## Input

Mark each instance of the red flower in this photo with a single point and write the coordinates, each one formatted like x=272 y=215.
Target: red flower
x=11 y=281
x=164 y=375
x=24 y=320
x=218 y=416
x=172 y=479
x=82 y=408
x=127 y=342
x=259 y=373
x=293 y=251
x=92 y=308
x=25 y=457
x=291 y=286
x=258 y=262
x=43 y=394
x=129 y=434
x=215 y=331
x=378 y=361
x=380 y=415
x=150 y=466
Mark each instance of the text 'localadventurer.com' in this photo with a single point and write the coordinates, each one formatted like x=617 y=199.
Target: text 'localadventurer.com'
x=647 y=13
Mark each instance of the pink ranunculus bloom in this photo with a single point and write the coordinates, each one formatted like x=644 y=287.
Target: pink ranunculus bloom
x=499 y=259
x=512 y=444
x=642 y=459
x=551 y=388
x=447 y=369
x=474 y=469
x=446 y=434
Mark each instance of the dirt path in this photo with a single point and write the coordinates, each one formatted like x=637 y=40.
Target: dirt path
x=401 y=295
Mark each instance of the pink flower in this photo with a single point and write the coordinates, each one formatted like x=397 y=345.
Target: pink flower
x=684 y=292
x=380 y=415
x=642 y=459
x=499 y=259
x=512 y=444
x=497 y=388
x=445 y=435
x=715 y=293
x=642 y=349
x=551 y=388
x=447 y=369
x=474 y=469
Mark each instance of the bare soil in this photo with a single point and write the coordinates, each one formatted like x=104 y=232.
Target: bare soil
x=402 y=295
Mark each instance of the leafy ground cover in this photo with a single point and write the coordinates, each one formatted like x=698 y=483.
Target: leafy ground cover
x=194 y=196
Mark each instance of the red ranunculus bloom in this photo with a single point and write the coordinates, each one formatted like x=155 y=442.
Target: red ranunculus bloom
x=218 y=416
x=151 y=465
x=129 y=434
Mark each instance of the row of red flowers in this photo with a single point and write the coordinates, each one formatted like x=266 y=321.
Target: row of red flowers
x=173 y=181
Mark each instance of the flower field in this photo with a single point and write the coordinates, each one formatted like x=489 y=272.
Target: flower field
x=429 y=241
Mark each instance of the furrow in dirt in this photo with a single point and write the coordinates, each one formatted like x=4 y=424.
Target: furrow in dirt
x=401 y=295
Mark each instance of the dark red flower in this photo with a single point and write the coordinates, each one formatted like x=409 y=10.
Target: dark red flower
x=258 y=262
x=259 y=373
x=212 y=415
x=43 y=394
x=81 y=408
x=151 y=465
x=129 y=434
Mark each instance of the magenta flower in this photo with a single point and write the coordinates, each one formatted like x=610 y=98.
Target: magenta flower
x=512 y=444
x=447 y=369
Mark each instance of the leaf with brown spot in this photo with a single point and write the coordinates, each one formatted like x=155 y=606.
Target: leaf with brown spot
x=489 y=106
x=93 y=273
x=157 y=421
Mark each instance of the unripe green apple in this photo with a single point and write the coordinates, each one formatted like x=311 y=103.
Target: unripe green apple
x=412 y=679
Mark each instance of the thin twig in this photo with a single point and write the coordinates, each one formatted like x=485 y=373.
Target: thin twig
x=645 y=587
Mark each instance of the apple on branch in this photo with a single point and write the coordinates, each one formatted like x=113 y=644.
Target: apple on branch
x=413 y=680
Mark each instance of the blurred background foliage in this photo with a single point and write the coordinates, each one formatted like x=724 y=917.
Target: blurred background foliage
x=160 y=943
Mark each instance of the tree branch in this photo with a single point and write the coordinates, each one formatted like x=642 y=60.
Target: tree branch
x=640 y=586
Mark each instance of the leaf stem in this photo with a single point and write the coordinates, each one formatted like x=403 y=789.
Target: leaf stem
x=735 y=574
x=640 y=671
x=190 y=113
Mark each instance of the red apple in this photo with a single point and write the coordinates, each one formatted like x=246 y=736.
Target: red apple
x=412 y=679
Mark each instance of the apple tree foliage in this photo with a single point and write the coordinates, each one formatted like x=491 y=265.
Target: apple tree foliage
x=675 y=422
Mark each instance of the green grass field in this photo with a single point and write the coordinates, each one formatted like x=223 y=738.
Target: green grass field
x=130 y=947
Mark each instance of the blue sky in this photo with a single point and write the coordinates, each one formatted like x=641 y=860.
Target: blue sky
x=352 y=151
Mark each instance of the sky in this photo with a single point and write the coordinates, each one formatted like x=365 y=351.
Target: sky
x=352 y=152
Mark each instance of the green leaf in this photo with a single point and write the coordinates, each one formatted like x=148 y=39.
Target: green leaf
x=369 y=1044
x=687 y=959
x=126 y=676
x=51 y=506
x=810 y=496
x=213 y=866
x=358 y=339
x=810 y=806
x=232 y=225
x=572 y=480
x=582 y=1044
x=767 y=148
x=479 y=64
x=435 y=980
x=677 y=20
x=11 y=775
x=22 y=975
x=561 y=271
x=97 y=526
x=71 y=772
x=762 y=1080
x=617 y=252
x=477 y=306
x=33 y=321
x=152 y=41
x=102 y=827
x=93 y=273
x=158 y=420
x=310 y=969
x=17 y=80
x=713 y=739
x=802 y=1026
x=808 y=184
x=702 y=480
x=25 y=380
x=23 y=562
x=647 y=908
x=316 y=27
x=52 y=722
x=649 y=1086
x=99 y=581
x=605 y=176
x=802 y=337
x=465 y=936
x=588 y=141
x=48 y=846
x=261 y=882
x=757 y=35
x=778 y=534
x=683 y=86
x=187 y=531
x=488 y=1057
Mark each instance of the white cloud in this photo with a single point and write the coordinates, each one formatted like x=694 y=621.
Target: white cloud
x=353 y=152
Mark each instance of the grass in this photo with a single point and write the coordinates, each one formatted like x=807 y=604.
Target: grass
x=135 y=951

## Assigned task
The "Mark each instance of the grass" line through the last line above: set these down exactly and add nothing else.

## Solution to this exercise
Mark each instance of the grass in this photo with a single point and write the coordinates, each one formatted like x=807 y=604.
Target: grass
x=135 y=951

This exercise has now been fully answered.